>> start Provided information

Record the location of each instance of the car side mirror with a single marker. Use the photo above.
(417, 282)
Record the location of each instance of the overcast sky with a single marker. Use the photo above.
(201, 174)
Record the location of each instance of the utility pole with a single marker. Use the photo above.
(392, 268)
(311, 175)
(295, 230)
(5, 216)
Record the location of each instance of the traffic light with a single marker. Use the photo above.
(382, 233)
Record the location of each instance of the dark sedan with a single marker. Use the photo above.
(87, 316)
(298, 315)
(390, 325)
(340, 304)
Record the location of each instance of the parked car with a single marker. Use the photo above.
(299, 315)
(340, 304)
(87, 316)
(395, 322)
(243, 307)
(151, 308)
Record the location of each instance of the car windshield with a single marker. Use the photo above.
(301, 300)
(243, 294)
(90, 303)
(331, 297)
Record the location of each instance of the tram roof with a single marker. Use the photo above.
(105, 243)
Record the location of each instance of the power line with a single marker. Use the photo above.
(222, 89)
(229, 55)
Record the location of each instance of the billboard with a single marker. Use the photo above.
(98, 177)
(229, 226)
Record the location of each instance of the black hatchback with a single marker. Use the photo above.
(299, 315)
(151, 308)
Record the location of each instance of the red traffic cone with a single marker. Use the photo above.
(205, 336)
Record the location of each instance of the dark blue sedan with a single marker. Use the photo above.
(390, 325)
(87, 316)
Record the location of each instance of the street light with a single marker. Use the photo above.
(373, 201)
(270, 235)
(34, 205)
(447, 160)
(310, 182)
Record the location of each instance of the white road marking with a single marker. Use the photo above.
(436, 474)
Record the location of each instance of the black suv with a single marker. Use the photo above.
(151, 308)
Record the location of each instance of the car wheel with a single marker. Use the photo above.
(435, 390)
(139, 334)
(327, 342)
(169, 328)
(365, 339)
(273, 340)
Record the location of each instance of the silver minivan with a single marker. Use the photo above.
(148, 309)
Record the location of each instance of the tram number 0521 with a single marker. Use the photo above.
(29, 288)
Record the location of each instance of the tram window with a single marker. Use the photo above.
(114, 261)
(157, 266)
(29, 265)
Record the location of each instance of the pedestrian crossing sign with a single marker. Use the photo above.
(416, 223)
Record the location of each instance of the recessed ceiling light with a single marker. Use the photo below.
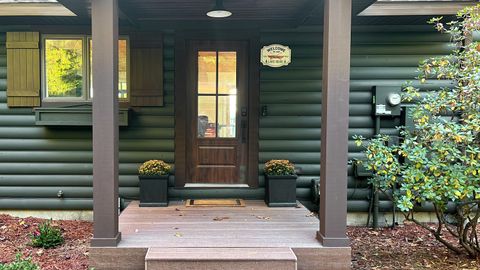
(218, 11)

>> end Provided information

*Written request*:
Repeat the line containing "Record the location of each instance of the dark blue" and every line after it up to the end of the material above, exactly as they stand, minus the pictures.

*Solution*:
Record the location of each instance of the dark blue sedan with a single marker. Use the photo above.
(390, 325)
(87, 316)
Record the location of each instance of the street light with a single marker. Use the photo above.
(373, 201)
(270, 235)
(34, 205)
(447, 160)
(310, 182)
Record the location of each instance of the white road marking with a single marker. Use the photo above.
(436, 474)
Record the location of each instance of the black suv with a single marker. Use the photo above.
(151, 308)
Record the location of each instance of the car wheel with a single marker. Use the photo above.
(435, 390)
(139, 334)
(327, 342)
(169, 328)
(365, 339)
(273, 340)
Record the location of each instance of the silver minivan with a single marker. Use the photo above.
(148, 309)
Record the location of each instance of the tram number 0521 with a single marker. Use the photo above.
(29, 288)
Record the location of each instance of the tram window with a single marker. Use the photo above.
(114, 261)
(157, 266)
(29, 265)
Record the location of each instance of the pedestrian crossing sign with a single marker. Use the photo above.
(416, 223)
Record the location of each instance of the recessed ceiling light with a single marker. Use the photo below.
(218, 11)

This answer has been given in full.